__Page text__
'''

Triplea: Bots disappear from lobby after 48 hours

Created on 24 Sep 2018  路  32Comments  路  Source: triplea-game/triplea

@DanVanAtta @ssoloff @RoiEXLab @ron-murhammer
https://github.com/triplea-game/triplea/issues/4094

Problem Urgent

Most helpful comment

The root cause is #3676 (1.9.0.0.10937).

What's happening is, on the second and subsequent times the lobby watcher is created, the triplea.lobby.host and triplea.lobby.port system properties are not set because they were cleared during the first lobby watcher creation. InGameLobbyWatcher#newInGameLobbyWatcher() returns null in this case.

The code removed in #3676 would save these system properties to "temporary" system properties, which were conveniently restored between shutting down the previous lobby watcher and starting the new lobby watcher. That is, the lobby host and port properties would be available on the second newInGameLobbyWatcher() call, so that it returned a non-null reference.

All 32 comments

I put a copy of the JDK on the Atlanta bot server under the admin account. Unfortunately, I can't run any of the tools (e.g. jstack) to grab thread dumps because I can't run the tools as the triplea user due to sudo not being configured for those paths.

'''

__Dataset extract__
'''

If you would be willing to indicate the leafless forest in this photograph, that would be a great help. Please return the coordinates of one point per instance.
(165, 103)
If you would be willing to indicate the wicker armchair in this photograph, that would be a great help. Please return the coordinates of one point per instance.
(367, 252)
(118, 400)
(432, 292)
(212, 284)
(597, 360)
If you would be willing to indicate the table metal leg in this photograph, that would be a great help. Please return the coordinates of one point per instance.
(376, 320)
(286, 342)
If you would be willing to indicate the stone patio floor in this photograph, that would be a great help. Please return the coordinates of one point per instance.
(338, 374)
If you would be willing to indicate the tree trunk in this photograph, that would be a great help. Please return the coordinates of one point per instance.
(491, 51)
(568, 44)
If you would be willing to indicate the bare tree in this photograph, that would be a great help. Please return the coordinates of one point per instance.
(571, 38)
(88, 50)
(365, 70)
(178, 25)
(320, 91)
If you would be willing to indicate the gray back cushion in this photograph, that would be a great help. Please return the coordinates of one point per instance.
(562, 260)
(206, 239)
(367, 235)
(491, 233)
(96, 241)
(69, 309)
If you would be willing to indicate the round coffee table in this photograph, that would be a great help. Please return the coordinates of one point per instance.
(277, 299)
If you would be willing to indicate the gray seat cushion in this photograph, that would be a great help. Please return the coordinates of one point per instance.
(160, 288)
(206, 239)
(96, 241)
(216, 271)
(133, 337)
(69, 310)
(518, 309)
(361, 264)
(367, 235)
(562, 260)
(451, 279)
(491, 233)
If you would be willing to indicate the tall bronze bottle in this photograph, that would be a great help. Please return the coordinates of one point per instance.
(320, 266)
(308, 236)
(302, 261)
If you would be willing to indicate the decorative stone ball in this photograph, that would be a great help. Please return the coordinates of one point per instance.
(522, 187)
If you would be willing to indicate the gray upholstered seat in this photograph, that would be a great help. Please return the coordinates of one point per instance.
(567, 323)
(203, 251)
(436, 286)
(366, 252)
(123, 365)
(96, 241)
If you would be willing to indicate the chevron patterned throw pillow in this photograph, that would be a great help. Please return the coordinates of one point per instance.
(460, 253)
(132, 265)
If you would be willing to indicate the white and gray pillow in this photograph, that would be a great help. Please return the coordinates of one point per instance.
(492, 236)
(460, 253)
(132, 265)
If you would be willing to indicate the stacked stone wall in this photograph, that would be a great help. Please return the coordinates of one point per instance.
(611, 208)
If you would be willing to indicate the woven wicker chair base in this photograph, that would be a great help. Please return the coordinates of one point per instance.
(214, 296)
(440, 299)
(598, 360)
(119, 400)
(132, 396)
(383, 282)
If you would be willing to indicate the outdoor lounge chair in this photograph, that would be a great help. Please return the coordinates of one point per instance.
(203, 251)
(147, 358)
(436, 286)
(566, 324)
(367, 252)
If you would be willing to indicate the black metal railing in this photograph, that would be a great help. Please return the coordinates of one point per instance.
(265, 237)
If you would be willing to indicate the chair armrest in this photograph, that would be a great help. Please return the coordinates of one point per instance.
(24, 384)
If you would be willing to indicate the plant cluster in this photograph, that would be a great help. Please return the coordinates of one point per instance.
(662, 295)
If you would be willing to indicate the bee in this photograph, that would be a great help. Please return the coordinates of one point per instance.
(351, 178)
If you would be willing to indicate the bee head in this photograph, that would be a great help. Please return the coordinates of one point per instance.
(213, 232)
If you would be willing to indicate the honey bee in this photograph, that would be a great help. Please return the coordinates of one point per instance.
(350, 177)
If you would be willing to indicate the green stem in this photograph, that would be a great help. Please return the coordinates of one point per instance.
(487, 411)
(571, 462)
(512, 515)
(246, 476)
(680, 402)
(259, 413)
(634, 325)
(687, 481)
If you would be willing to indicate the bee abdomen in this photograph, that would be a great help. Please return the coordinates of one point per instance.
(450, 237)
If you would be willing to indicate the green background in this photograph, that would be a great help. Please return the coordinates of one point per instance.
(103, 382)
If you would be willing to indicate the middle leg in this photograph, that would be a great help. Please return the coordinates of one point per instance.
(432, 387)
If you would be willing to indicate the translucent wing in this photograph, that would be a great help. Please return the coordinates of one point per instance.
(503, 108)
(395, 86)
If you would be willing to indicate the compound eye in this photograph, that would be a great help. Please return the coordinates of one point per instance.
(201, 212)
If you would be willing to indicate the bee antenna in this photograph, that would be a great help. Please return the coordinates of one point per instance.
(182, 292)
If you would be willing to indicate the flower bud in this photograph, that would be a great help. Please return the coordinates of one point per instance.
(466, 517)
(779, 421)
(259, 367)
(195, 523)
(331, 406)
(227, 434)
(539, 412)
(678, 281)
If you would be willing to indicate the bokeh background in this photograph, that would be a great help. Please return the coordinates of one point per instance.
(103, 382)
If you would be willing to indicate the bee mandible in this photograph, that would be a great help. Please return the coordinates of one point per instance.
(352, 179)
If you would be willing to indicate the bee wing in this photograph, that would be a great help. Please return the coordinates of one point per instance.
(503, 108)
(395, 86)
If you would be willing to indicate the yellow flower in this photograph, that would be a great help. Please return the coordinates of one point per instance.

'''

Revise the part of the bug report that starts with "Most helpful comment" and ends with "a non-null reference.", replacing "lobby watcher" with "lobby monitor" everywhere it appears.

__Exercise answer__
Most helpful comment

The root cause is #3676 (1.9.0.0.10937).

What's happening is, on the second and subsequent times the lobby monitor is created, the triplea.lobby.host and triplea.lobby.port system properties are not set because they were cleared during the first lobby monitor creation. InGameLobbyWatcher#newInGameLobbyWatcher() returns null in this case.

The code removed in #3676 would save these system properties to "temporary" system properties, which were conveniently restored between shutting down the previous lobby monitor and starting the new lobby monitor. That is, the lobby host and port properties would be available on the second newInGameLobbyWatcher() call, so that it returned a non-null reference.